Task details >>
Copy each line of the data below with the word "reflection".

Start of Block

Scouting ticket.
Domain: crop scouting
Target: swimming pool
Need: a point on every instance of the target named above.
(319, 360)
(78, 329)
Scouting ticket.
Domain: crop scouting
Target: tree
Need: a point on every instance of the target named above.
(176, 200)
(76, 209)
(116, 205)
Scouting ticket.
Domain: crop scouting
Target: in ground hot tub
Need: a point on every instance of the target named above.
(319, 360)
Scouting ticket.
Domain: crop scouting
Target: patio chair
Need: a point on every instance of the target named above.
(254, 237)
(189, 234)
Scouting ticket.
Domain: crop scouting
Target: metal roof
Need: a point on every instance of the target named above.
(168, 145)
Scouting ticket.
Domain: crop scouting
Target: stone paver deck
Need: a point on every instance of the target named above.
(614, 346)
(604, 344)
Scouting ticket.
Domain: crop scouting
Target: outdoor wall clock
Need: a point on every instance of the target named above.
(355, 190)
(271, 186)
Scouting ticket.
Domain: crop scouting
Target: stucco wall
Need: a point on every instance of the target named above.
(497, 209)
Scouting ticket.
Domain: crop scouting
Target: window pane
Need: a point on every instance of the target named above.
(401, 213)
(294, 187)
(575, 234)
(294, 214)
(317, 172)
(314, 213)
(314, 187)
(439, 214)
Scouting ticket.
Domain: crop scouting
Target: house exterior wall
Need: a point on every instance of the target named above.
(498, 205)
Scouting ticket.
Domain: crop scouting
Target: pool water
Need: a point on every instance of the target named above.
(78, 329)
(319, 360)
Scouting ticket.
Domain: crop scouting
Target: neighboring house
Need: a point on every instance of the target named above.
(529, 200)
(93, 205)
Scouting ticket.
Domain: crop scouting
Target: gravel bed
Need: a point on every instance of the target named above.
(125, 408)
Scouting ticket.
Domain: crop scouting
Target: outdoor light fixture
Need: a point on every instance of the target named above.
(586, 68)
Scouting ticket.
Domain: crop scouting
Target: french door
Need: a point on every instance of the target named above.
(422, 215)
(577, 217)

End of Block
Start of Block

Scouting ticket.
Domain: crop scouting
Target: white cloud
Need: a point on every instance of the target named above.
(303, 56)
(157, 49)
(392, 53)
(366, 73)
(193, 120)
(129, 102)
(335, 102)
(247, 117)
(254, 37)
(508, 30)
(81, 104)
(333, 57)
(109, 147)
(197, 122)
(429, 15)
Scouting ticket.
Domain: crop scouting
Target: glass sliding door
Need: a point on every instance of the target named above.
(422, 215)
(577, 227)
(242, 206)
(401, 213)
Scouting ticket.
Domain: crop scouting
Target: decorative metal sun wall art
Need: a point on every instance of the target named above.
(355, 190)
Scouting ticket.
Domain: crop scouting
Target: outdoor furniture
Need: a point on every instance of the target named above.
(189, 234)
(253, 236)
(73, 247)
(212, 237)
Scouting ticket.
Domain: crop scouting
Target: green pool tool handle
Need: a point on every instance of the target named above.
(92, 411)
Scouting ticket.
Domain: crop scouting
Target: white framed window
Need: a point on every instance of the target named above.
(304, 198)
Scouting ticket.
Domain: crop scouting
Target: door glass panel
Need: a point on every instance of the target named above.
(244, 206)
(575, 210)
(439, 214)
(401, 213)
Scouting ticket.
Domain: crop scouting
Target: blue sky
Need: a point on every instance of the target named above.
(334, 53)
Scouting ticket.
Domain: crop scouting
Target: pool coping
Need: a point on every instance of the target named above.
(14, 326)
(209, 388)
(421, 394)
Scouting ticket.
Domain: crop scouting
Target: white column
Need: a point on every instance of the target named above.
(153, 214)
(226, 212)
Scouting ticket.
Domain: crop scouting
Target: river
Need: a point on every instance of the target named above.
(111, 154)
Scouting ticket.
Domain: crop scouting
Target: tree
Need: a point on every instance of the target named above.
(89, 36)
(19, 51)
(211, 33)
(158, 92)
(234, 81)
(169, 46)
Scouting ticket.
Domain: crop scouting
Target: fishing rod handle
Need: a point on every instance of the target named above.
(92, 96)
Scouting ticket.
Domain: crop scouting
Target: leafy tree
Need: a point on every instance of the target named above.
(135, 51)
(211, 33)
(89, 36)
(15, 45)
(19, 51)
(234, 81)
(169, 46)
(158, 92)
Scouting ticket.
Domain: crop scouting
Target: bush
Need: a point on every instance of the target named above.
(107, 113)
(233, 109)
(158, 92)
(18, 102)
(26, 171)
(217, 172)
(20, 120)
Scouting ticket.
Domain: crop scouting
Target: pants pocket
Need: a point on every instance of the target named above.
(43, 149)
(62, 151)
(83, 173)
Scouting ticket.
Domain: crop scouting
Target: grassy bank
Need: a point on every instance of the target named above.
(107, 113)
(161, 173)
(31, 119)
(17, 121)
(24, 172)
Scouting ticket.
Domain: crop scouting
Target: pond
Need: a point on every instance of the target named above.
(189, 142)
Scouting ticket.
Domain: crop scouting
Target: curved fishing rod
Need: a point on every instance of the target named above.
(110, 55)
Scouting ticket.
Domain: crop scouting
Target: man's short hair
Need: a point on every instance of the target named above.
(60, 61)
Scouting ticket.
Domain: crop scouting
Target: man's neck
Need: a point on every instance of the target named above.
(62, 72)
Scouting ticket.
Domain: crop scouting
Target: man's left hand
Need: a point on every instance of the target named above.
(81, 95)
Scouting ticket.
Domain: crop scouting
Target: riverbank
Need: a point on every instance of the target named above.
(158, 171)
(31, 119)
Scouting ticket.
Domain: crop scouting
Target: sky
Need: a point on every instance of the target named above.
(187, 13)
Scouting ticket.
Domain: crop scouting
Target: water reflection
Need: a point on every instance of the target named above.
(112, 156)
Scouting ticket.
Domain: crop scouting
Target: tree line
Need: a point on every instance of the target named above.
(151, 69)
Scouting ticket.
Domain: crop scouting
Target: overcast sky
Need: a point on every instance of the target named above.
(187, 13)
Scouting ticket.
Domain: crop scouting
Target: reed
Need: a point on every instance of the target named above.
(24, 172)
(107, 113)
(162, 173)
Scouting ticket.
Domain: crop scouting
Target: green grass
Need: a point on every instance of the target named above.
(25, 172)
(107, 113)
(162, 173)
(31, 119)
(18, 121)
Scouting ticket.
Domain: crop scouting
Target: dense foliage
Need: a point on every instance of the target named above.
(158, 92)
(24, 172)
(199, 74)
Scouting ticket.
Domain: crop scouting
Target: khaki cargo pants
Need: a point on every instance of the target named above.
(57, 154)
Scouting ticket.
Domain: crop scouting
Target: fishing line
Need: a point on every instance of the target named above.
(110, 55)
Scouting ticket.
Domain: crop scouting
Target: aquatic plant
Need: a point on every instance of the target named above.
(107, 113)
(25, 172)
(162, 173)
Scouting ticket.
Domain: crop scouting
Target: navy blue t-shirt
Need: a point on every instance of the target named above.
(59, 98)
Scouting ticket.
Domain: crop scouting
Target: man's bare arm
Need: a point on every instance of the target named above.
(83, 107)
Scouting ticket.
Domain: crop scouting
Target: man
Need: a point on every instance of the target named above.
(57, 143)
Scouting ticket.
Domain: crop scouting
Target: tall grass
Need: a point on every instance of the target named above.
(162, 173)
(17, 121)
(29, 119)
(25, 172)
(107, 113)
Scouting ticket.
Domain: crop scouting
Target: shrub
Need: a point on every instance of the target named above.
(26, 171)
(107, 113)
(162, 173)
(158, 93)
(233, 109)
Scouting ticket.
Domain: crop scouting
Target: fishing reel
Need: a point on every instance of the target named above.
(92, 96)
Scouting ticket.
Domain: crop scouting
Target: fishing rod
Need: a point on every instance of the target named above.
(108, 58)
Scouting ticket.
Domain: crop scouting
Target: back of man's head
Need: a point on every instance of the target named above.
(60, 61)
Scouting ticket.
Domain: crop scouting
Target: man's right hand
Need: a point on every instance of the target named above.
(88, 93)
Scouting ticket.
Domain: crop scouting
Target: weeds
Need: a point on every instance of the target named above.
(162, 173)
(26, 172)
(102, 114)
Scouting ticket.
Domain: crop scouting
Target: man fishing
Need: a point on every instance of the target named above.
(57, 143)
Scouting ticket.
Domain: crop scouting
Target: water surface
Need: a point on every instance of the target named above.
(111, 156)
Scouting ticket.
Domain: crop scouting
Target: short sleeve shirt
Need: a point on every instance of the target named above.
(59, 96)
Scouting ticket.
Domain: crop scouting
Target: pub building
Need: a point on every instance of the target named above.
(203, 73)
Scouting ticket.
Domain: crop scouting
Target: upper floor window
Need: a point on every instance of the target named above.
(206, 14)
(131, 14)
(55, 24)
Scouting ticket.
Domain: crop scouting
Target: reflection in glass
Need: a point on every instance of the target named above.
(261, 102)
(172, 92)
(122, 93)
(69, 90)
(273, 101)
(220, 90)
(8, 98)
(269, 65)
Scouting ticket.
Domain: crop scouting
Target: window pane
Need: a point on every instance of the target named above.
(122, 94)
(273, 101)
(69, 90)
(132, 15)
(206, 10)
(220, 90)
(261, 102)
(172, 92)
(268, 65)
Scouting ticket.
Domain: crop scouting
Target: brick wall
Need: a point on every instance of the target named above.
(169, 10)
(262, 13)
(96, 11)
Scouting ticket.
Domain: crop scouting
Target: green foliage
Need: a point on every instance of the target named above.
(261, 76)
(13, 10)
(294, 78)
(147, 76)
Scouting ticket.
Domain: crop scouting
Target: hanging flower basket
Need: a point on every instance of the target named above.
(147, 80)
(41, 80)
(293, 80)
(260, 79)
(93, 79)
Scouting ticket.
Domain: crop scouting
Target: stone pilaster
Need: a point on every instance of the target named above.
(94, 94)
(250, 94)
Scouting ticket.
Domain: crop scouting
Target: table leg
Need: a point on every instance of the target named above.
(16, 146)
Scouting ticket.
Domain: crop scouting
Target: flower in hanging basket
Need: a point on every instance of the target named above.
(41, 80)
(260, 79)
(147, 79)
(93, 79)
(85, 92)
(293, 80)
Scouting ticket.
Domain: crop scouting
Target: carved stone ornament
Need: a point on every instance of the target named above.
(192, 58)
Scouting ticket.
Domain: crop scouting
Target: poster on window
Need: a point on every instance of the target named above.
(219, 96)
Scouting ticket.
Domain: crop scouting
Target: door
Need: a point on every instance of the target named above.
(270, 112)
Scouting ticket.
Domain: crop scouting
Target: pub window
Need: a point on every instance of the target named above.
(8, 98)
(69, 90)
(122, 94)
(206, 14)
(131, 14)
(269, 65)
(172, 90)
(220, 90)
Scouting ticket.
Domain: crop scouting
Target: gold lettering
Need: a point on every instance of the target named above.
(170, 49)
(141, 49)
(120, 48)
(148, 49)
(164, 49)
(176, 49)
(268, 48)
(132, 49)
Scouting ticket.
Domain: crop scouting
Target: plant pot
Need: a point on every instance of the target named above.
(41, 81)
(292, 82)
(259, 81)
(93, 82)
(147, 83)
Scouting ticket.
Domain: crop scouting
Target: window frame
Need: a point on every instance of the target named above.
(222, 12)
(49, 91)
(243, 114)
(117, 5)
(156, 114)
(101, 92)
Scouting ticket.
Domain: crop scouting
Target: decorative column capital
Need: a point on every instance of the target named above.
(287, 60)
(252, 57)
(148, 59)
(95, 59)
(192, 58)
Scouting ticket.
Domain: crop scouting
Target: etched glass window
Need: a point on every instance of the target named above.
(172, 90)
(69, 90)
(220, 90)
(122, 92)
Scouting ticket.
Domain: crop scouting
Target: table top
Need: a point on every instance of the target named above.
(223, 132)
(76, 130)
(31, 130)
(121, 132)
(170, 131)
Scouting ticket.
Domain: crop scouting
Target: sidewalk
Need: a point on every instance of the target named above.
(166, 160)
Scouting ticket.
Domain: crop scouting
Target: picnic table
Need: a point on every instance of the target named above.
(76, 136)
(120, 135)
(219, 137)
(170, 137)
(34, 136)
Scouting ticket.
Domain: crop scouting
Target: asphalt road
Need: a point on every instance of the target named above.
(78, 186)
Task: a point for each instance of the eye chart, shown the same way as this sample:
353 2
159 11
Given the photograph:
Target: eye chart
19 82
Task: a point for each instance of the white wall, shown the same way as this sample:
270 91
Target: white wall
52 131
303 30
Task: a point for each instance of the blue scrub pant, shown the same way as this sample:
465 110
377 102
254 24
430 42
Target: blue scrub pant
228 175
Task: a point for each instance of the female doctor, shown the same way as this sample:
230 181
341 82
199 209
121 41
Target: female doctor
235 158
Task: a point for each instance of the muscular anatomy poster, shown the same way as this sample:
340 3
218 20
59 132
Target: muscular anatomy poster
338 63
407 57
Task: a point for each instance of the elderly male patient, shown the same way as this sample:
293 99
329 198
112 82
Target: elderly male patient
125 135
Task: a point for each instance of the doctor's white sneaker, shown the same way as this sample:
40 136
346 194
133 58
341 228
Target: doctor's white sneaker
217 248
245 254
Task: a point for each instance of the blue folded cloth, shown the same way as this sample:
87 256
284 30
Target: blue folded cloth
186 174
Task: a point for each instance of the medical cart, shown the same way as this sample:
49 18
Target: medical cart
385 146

End of Block

Response area >>
Target: water reflection
Target: reflection in glass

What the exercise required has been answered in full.